(To do)
a) Please list every software project or framework named in the forum thread below.
b) Edit the part of the forum thread that opens with the words containing "Alexander, I apologize." and closes with "back to you.", and swap "rude" for "harsh".
c) Resume the forum thread on the Frontera crawling framework from its last line.

(Document)
▼

Re: Frontera: large-scale, distributed web crawling framework

Jessica Glover Fri, 02 Oct 2015 09:18:25 -0700

Alexander, I apologize. I misunderstood the intent of your message and I
was very rude in my response. I will think about what you've asked and get
back to you.


Also, I enjoyed your slide presentation. It's very pleasing to the eye.

Sincerely,
Jessica

On Fri, Oct 2, 2015 at 11:51 AM, Mattmann, Chris A (3980) <
[email protected]> wrote:

> Hi,
>
> I don’t think Alexander is doing anything wrong. In fact, he’s
> asking for input on his web crawling framework on the Nutch user
> list which I imagine contains many people interested in distributed
> web crawling.
>
> There doesn’t appear to be a direct Nutch connection here in his
> framework, however it uses other Apache technologies, Kafka, HBase,
> etc., that we are using (or thinking of using) and are interested in
> at least from my perspective as a Nutch developer and PMC Member.
> There are also several efforts to figure out how to use Scrapy
> with Nutch and this may be an interesting connection.
>
> If Alexander and people like him who aren’t using Nutch per-se never
> came to the Nutch list and discussed common web crawling topics of
> interest, we’d continue to have our silos and our own separate lists,
> and our own discussions, etc., instead of trying to work together
> as a broader community of folks and we’d miss out on potential
> opportunities where in the future, perhaps we could actually share
> more than simply ideas, but also software too.
>
> I applaud Alexander for coming to this list and not staying in his
> own silo and trying to get input from the Apache Nutch community.
>
> Thank you Alexander.
>
> Cheers,
> Chris
>
> ++++++++++++++++++++++++++++++++++++++++++++++++++++++++++++++++++
> Chris Mattmann, Ph.D.
> Chief Architect
> Instrument Software and Science Data Systems Section (398)

▲

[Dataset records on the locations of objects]
▼

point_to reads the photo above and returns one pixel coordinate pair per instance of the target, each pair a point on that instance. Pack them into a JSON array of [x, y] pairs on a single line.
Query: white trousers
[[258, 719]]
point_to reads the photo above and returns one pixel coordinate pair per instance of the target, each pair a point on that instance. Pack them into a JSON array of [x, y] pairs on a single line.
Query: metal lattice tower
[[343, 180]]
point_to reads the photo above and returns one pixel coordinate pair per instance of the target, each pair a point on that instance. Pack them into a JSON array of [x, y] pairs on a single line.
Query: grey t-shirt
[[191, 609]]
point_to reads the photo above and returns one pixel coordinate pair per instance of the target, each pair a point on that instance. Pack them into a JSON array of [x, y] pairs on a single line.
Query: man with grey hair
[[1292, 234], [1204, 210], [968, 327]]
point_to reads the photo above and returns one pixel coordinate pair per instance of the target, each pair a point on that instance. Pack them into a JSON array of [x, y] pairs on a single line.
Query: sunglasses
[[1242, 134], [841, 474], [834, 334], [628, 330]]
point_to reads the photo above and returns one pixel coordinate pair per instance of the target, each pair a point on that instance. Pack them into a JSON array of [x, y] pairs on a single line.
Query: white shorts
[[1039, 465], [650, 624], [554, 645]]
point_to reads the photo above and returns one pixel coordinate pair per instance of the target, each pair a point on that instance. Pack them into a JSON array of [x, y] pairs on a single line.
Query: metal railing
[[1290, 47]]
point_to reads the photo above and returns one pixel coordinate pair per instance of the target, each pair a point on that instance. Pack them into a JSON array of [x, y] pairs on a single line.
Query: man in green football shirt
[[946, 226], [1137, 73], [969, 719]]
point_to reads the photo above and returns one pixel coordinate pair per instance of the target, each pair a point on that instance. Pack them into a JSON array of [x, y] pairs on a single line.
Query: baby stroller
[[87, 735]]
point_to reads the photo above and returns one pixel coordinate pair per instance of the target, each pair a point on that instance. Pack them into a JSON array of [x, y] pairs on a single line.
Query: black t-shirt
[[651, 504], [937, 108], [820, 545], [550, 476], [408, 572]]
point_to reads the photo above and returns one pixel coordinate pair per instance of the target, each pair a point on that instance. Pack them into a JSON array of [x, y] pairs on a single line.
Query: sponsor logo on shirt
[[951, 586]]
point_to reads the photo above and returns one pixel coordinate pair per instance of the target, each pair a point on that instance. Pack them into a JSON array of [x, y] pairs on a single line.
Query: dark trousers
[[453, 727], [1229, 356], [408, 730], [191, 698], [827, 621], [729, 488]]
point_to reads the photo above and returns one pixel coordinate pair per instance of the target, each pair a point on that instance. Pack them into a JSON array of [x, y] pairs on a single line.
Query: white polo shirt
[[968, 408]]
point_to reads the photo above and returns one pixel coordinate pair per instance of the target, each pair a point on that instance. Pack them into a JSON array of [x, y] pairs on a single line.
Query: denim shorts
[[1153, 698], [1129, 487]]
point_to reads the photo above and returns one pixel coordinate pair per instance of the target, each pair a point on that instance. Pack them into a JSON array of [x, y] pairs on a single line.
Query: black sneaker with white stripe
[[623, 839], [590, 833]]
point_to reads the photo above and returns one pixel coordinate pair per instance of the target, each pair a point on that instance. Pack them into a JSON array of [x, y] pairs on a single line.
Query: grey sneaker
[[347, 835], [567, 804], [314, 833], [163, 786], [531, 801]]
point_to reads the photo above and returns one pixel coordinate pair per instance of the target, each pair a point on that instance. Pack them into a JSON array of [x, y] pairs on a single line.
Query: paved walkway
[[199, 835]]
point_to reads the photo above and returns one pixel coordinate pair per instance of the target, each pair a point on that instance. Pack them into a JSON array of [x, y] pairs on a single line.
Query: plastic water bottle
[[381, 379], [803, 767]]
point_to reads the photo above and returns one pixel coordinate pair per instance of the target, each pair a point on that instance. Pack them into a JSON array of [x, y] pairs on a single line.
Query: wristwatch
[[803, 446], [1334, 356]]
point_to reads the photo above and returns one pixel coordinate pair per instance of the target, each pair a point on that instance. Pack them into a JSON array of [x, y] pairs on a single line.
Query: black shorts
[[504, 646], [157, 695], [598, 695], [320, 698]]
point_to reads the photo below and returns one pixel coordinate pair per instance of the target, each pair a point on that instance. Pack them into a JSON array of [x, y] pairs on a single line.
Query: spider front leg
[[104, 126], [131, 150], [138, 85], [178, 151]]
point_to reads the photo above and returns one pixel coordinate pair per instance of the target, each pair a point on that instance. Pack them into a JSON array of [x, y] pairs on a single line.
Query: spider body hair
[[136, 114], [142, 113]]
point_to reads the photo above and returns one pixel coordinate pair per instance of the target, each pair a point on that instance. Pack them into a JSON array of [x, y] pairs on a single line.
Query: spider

▲

(Answers to the exercises)
a) Frontera, Nutch, Kafka, HBase, Scrapy

b)
Alexander, I apologize. I misunderstood the intent of your message and I
was very harsh in my response. I will think about what you've asked and get
back to you.

c)
> NASA Jet Propulsion Laboratory Pasadena, CA 91109 USA
> Office: 168-519, Mailstop: 168-527
> Email: [email protected]
> WWW:  http://sunset.usc.edu/~mattmann/
> ++++++++++++++++++++++++++++++++++++++++++++++++++++++++++++++++++
> Adjunct Associate Professor, Computer Science Department
> University of Southern California, Los Angeles, CA 90089 USA
> ++++++++++++++++++++++++++++++++++++++++++++++++++++++++++++++++++
>
>
>
>
>
> -----Original Message-----
> From: Jessica Glover <[email protected]>
> Reply-To: "[email protected]" <[email protected]>
> Date: Friday, October 2, 2015 at 8:45 AM
> To: "[email protected]" <[email protected]>
> Subject: Re: Frontera: large-scale, distributed web crawling framework
>
> >Hmm... you're asking for a free consultation on an open source software
> >user mailing list? First, this doesn't exactly seem like the appropriate
> >place for that. Second, offer some incentive if you want someone to help
> >you with your business.
> >
> >On Fri, Oct 2, 2015 at 11:33 AM, Alexander Sibiryakov
> ><[email protected]>
> >wrote:
> >
> >> Hi Nutch users!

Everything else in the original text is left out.